### Check your understanding
**1.** In the essay on group leadership, condense the paragraph that begins "At a time when organizations" into a bulleted list that keeps its main facts.
**2.** Write the next part of the essay on group leadership, picking up after its final sentence about team composition.

### Source extract
--- START ---

Wednesday, September 3, 2025
This essay explores key leadership lessons from my conversation with Prof Colin Fisher and his recent book, The Collective Edge: Unlocking the Secret Power of Groups. These lessons underscore that high-performing groups are not accidental but the result of deliberate structure, timing, and psychological safety, offering actionable guidance for leaders in any sector.

At a time when organizations, particularly in government and public sectors, face increasingly complex challenges such as digital transformation, interagency collaboration, and crisis response, effective leadership hinges not on individual charisma but on harnessing the power of groups. Prof. Colin Fisher, Associate Professor at the University College London School of Management and author of The Collective Edge: Unlocking the Secret Power of Groups, distills decades of research into practical strategies for optimizing group performance.

During my recent interview with Colin on The Business of Government, he sharedtimelyinsights from his book that emphasized how leaders can foster synergy, navigate dysfunctions, and create thriving teams. Fisher reveals that effective group leadership is more about systematic attention to the fundamental mechanics of human collaboration.

This essay explores key leadership lessons from Fisher's work. These lessons underscore that high-performing groups are not accidental but the result of deliberate structure, timing, and psychological safety, offering actionable guidance for leaders in any sector.

The Hidden Forces Shaping Every Interaction

Group dynamics are omnipresent yet often invisible forces that shape organizational behavior. As Colin explains, "Group dynamics are everywhere. They're all around us. They're influencing us all the time. It's the little voice that's whispering to us to conform to what we perceive to be the will of the group. It's the times we don't speak up, even when we privately disagree."

This insight challenges leaders to recognize that every meeting, every project team, and every collaborative effort operates within a complex web of social influences that can either accelerate or undermine performance.

The pervasive nature of these dynamics means that leaders who ignore them do so at their organization's peril. This foundational insight suggests that technical competence and strategic vision, while necessary, are insufficient for organizational leadership without a deep understanding of group psychology.

The Surprising Simplicity of Great Group Leadership

With over two decades of research on group dynamics, creativity, and improvisation, Fisher posits counterintuitive findings: exceptional leaders are not omniscient "Jedi Masters" but inquisitive listeners who ask questions and prioritize basics like understanding perspectives.

This finding stresses a critical leadership principle: the power of inquiry over assertion.

The implications of this discovery extend far beyond individual leadership style. Fisher observes that "people miss the very basic things about groups so often" because of competing demands for attention and our tendency to "experience the world as individuals."

Effective leaders combat this tendency through "simple acts that we need to do to understand other people's perspectives to get a group of people on the same page to make explicit these things that are otherwise assumed and unstated."

This emphasis on making the implicit explicit represents a fundamental shift from leadership as performance to leadership as facilitation. Rather than needing to have all the answers, the most effective leaders create conditions where the collective intelligence of the group can emerge through systematic inquiry and active listening.

The Architecture of High-Performing Teams

Fisher's research identifies specific structural elements that distinguish high-performing teams from their struggling counterparts. The first critical factor is thoughtful team composition, which requires leaders to think systematically about "what are the knowledge, skills, and perspectives that are necessary for accomplishing this task" and then ensure those capabilities are represented on the team.

--- END ---

Dataset entries:
--- START ---

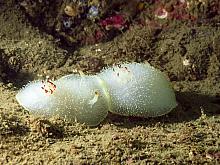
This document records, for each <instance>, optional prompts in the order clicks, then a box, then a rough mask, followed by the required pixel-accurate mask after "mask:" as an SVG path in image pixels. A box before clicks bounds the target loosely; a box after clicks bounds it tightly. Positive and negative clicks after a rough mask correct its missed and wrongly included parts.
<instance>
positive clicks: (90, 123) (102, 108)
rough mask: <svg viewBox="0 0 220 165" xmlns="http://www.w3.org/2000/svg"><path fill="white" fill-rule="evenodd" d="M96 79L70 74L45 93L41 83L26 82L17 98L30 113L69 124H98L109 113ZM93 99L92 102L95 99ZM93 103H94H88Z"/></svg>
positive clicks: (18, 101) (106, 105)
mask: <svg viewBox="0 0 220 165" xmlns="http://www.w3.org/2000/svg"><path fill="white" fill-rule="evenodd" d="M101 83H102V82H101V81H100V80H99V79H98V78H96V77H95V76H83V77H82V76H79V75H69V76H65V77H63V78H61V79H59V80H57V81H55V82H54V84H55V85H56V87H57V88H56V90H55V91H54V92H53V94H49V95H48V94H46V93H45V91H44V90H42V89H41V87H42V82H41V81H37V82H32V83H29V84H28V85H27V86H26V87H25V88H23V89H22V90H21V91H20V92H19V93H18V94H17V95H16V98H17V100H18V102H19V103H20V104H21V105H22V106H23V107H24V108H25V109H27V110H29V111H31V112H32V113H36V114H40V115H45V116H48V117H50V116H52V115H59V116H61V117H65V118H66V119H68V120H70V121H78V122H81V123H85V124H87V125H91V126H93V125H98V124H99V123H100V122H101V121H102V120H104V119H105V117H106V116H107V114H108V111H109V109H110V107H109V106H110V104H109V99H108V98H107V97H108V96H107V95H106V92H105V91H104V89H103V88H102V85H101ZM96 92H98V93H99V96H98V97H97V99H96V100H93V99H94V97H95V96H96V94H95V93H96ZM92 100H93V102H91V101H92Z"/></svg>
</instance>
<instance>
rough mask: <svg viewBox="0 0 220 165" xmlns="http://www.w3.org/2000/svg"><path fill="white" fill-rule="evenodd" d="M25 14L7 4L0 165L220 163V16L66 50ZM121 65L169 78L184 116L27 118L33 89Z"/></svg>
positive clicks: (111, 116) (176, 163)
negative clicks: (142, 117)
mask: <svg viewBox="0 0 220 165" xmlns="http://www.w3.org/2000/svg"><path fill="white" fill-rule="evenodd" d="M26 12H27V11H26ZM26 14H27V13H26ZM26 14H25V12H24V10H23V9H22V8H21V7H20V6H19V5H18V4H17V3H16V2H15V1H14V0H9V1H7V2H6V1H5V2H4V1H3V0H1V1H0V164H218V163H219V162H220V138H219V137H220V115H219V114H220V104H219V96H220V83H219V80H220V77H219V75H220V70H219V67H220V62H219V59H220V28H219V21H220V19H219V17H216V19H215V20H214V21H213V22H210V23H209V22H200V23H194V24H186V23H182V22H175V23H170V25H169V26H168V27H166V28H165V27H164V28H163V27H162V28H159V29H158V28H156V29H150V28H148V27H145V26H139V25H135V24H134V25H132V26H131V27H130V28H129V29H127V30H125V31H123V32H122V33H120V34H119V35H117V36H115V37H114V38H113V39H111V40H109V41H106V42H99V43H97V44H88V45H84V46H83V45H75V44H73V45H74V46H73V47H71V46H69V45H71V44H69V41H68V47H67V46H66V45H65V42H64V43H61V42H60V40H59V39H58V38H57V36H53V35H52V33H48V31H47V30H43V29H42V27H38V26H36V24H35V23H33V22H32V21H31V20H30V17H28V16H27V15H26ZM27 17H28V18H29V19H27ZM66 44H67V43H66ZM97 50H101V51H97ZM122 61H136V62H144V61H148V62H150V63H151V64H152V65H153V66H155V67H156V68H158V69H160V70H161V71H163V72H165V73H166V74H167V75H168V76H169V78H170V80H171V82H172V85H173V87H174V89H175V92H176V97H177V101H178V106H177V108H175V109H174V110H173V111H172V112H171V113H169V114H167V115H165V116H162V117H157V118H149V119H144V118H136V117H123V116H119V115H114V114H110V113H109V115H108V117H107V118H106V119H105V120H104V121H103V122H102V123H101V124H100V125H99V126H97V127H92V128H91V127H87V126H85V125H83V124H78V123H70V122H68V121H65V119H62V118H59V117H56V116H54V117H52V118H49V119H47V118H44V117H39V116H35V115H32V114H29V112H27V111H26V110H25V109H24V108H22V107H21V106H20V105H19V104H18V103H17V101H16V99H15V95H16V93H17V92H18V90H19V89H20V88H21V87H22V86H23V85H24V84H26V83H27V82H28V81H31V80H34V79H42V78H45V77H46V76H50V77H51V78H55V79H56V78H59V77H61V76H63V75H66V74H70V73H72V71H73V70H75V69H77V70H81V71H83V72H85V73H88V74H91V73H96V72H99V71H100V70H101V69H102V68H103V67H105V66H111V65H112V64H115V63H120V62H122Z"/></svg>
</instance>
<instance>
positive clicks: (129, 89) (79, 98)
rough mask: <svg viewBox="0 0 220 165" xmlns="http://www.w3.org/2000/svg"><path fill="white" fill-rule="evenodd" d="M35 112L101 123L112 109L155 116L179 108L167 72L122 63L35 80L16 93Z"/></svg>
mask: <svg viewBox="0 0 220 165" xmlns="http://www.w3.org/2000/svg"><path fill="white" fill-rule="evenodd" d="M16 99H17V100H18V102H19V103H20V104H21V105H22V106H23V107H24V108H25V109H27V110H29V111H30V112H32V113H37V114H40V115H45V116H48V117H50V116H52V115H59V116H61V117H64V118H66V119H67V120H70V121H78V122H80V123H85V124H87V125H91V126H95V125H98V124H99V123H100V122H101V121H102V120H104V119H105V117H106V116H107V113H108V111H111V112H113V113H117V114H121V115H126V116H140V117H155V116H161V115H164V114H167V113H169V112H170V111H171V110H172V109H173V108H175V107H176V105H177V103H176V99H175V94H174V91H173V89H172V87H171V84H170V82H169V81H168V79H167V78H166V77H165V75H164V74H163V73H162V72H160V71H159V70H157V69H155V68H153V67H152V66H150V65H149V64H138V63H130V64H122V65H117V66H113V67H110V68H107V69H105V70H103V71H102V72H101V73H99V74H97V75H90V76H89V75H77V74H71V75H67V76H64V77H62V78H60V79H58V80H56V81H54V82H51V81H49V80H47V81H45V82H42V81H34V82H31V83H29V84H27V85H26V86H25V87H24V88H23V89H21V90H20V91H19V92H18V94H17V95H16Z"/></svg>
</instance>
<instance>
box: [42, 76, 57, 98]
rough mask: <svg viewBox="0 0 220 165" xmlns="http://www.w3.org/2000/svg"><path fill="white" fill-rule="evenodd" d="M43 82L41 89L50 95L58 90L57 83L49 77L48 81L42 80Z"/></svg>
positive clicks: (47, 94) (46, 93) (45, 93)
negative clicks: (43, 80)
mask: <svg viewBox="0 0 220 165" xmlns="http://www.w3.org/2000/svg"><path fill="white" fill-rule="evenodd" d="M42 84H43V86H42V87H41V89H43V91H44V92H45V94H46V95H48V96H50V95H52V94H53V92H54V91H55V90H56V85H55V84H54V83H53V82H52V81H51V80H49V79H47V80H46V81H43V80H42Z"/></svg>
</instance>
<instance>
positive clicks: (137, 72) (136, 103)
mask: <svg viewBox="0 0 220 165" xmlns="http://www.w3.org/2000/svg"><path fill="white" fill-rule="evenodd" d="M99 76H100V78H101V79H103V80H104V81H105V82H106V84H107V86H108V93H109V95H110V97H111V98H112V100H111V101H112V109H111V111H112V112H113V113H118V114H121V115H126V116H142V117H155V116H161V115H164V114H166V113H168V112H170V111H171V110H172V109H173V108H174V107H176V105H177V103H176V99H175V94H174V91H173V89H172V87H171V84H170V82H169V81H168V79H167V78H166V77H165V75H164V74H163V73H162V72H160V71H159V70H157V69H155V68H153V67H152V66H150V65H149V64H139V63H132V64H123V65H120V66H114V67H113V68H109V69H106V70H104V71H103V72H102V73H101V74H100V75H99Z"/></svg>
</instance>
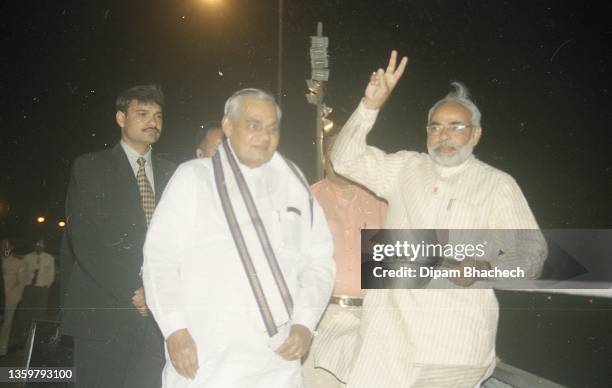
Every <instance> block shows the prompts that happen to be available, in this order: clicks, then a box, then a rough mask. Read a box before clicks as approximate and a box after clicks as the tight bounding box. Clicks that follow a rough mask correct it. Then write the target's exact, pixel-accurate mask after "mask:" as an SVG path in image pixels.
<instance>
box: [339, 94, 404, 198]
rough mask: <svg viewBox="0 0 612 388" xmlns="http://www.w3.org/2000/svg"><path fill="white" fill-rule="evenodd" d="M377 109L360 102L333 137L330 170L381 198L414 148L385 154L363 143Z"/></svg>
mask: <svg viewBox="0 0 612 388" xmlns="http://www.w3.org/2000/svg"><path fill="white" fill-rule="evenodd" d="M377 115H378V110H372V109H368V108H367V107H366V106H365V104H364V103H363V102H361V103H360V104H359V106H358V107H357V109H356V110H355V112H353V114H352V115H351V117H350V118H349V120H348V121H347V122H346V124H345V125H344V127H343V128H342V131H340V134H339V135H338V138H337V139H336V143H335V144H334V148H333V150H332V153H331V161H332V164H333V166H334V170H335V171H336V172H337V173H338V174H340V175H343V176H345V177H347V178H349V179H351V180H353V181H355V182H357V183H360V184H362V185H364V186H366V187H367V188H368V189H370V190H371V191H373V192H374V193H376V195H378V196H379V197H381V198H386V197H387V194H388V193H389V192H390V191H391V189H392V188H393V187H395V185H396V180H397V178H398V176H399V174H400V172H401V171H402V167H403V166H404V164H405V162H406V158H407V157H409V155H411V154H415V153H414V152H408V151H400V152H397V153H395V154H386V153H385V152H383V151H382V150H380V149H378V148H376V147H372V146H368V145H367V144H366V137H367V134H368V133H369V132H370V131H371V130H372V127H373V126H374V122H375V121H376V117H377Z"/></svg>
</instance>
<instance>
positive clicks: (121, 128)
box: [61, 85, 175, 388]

--- END ---

### Answers below
**1.**
- Organizations face increasingly complex challenges, particularly in government and public sectors. Examples include digital transformation, interagency collaboration, and crisis response.
- Effective leadership depends on harnessing the power of groups, not on individual charisma.
- Prof. Colin Fisher is an Associate Professor at the University College London School of Management.
- He wrote The Collective Edge: Unlocking the Secret Power of Groups.
- He distills decades of research into practical strategies for optimizing group performance.

**2.**
This approach stands in stark contrast to the political considerations that often drive team formation in bureaucratic organizations, where membership is determined by departmental representation rather than task requirements.

The second structural principle and equally critical is team size. Fisher recommends three to seven members, backed by research on transactive memory—knowing who knows what. Larger groups hinder participation: "if you're in an hour-long meeting with 10 or more people, the chance that everyone is going to contribute what they know becomes more difficult, if not impossible."

This lesson is particularly relevant for government leaders forming interagency teams, where oversized groups can stifle collaboration.

By prioritizing expertise and compactness, leaders can enhance synergy, as exemplified in Fisher's discussion of design firm IDEO, which uses dedicated, diverse teams of two to six members focused on single projects.

The Critical Importance of Timing in Leadership

Fisher's doctoral research on the timing of team leadership interventions reveals three crucial moments when leaders can have maximum impact.

The first is the initial team meeting, where "the norms and how we behave in teams form very quickly... those things form usually right in that very first meeting."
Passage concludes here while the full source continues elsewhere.